--- Instructions to follow ---
Recast every line of the listing below as a numbered list, omitting blank lines and leaving the pictures out.

--- Data ---
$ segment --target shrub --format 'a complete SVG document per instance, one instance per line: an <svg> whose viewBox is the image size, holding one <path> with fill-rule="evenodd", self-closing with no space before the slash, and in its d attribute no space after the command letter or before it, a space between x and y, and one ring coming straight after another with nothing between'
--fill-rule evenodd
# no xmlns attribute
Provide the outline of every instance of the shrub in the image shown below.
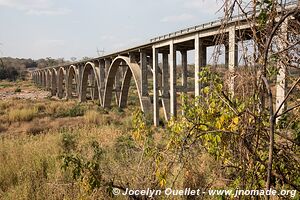
<svg viewBox="0 0 300 200"><path fill-rule="evenodd" d="M62 130L60 146L64 153L69 153L76 149L77 137L69 131Z"/></svg>
<svg viewBox="0 0 300 200"><path fill-rule="evenodd" d="M54 113L54 117L77 117L83 115L84 115L84 109L79 104L71 107L68 110L61 109L58 110L56 113Z"/></svg>
<svg viewBox="0 0 300 200"><path fill-rule="evenodd" d="M21 88L20 87L17 87L16 89L15 89L15 92L21 92L22 90L21 90Z"/></svg>
<svg viewBox="0 0 300 200"><path fill-rule="evenodd" d="M31 121L37 113L38 110L36 108L13 109L8 113L8 121Z"/></svg>
<svg viewBox="0 0 300 200"><path fill-rule="evenodd" d="M94 110L89 110L84 114L84 119L88 123L99 124L101 115Z"/></svg>

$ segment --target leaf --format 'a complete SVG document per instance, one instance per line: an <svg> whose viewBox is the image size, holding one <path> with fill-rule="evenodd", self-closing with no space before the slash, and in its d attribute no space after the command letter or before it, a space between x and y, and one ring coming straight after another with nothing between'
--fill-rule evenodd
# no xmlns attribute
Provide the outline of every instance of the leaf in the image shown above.
<svg viewBox="0 0 300 200"><path fill-rule="evenodd" d="M237 125L237 124L239 123L239 118L238 118L238 117L235 117L235 118L232 119L232 121L233 121L233 123L234 123L235 125Z"/></svg>

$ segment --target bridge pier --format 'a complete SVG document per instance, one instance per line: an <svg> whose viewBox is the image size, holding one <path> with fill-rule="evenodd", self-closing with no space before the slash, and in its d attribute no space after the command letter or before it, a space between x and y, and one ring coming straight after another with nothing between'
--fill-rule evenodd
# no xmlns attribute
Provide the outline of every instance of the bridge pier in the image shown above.
<svg viewBox="0 0 300 200"><path fill-rule="evenodd" d="M229 71L229 93L234 96L234 78L235 78L235 67L238 65L238 44L236 37L236 27L232 26L229 28L229 39L228 39L228 71Z"/></svg>
<svg viewBox="0 0 300 200"><path fill-rule="evenodd" d="M201 82L199 73L206 66L206 46L199 33L195 35L195 97L200 96Z"/></svg>
<svg viewBox="0 0 300 200"><path fill-rule="evenodd" d="M236 23L233 19L224 29L225 66L229 72L228 91L231 96L235 92L235 71L238 66L238 35L239 39L251 39L251 27L247 20ZM286 23L287 24L287 23ZM98 58L66 64L53 68L39 69L33 72L33 80L40 86L51 89L52 95L63 98L72 97L73 86L80 102L86 101L87 91L92 99L99 99L101 106L109 108L113 95L116 103L123 108L127 105L131 78L134 79L141 109L151 115L155 126L159 125L160 107L166 121L176 117L180 110L178 94L199 97L203 85L199 73L207 65L207 49L216 44L216 36L220 35L221 22L211 22L188 29L176 31L152 39L149 43L104 55ZM282 27L281 37L287 38L288 27ZM285 39L286 40L286 39ZM284 49L284 43L282 44ZM188 51L194 50L193 77L188 74ZM178 53L180 52L180 54ZM177 66L177 61L181 63ZM179 65L181 64L181 68ZM279 74L276 83L276 108L285 98L286 69L278 63ZM72 67L74 69L72 69ZM151 70L150 70L151 68ZM177 73L181 71L181 80ZM74 70L74 71L70 71ZM152 76L151 73L152 72ZM148 74L149 73L149 74ZM49 76L51 78L49 79ZM150 79L152 78L152 86ZM194 78L191 80L189 78ZM178 84L177 84L178 81ZM179 84L179 81L181 83ZM193 81L194 88L189 88ZM122 83L122 84L121 84ZM192 89L192 90L191 90ZM153 101L151 102L151 95ZM182 105L186 102L182 101ZM284 106L280 109L282 113ZM279 113L279 114L280 114ZM184 113L182 113L184 114Z"/></svg>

--- Output ---
1. $ segment --target shrub --format 'a complete SVG document per instance, one instance per line: an <svg> whose viewBox is the image size, holding one <path> with fill-rule="evenodd", self-closing with no space before the slash, and in its d attribute no space after the command letter or before it, a space between x and y, and one ring coming straight after another with nothing between'
2. --fill-rule evenodd
3. # no xmlns attribute
4. Provide the outline of every instance of the shrub in the image shown below.
5. <svg viewBox="0 0 300 200"><path fill-rule="evenodd" d="M62 130L60 146L64 153L69 153L76 149L77 137L69 131Z"/></svg>
6. <svg viewBox="0 0 300 200"><path fill-rule="evenodd" d="M54 113L54 117L77 117L83 115L84 115L84 109L79 104L71 107L68 110L61 109L58 110L56 113Z"/></svg>
7. <svg viewBox="0 0 300 200"><path fill-rule="evenodd" d="M21 88L20 87L17 87L16 89L15 89L15 92L21 92L22 90L21 90Z"/></svg>
8. <svg viewBox="0 0 300 200"><path fill-rule="evenodd" d="M31 121L37 113L38 110L36 108L13 109L8 113L8 121Z"/></svg>
9. <svg viewBox="0 0 300 200"><path fill-rule="evenodd" d="M94 110L89 110L84 114L84 119L88 123L99 124L101 115Z"/></svg>
10. $ segment --target leaf --format 'a complete SVG document per instance, one instance per line: an <svg> whose viewBox is the image size, holding one <path> with fill-rule="evenodd", self-closing with no space before the slash, and in its d attribute no space after the command letter or before it, a space between x and y, and one ring coming straight after another with nothing between'
11. --fill-rule evenodd
12. # no xmlns attribute
13. Provide the outline of every instance of the leaf in the image shown above.
14. <svg viewBox="0 0 300 200"><path fill-rule="evenodd" d="M237 125L237 124L239 123L239 118L238 118L238 117L235 117L235 118L232 119L232 121L233 121L233 123L234 123L235 125Z"/></svg>
15. $ segment --target bridge pier --format 'a complete SVG document per instance, one instance per line: an <svg> whose viewBox is the image size, holding one <path> with fill-rule="evenodd", self-closing with no space before the slash, and in its d attribute no space after the command letter or before it, a space between x and y, and one ring coming straight after another with nothing between'
16. --fill-rule evenodd
17. # no xmlns attribute
18. Provide the outline of every instance of the bridge pier in the image shown above.
19. <svg viewBox="0 0 300 200"><path fill-rule="evenodd" d="M229 71L229 93L234 96L234 78L235 78L235 67L238 65L238 44L236 37L236 27L232 26L229 28L229 39L228 39L228 71Z"/></svg>
20. <svg viewBox="0 0 300 200"><path fill-rule="evenodd" d="M201 82L199 73L206 66L206 46L199 33L195 35L195 97L200 96Z"/></svg>
21. <svg viewBox="0 0 300 200"><path fill-rule="evenodd" d="M236 23L233 19L224 29L225 66L229 72L228 91L231 96L235 92L235 71L238 66L238 35L239 39L251 39L251 27L247 20ZM286 23L287 24L287 23ZM98 58L66 64L53 68L39 69L33 72L33 80L40 86L51 89L52 95L63 98L72 97L73 86L80 102L86 101L87 91L92 99L99 99L101 106L109 108L113 95L116 103L123 108L127 105L131 78L134 79L141 109L151 115L155 126L159 125L160 107L166 121L176 117L180 110L178 94L199 97L203 85L199 73L207 65L207 49L216 44L216 36L220 35L221 22L211 22L188 29L176 31L152 39L149 43L104 55ZM282 27L281 37L287 38L288 27ZM285 39L286 40L286 39ZM284 49L284 43L282 44ZM188 51L194 50L193 77L188 74ZM178 53L180 52L180 54ZM177 66L177 61L181 63ZM179 65L181 64L181 68ZM279 74L276 83L276 108L285 98L286 69L278 63ZM72 67L74 69L72 69ZM151 70L150 70L151 68ZM177 73L181 71L181 80ZM74 70L74 71L70 71ZM152 76L151 73L152 72ZM148 74L149 73L149 74ZM49 76L51 78L49 79ZM150 79L152 78L152 86ZM194 78L191 80L189 78ZM178 84L177 84L178 81ZM179 84L179 81L181 83ZM193 81L194 88L189 88ZM122 83L122 84L121 84ZM192 89L192 90L191 90ZM153 101L151 102L151 95ZM182 105L186 102L182 101ZM284 106L280 109L282 113ZM279 113L279 114L280 114ZM184 113L182 113L184 114Z"/></svg>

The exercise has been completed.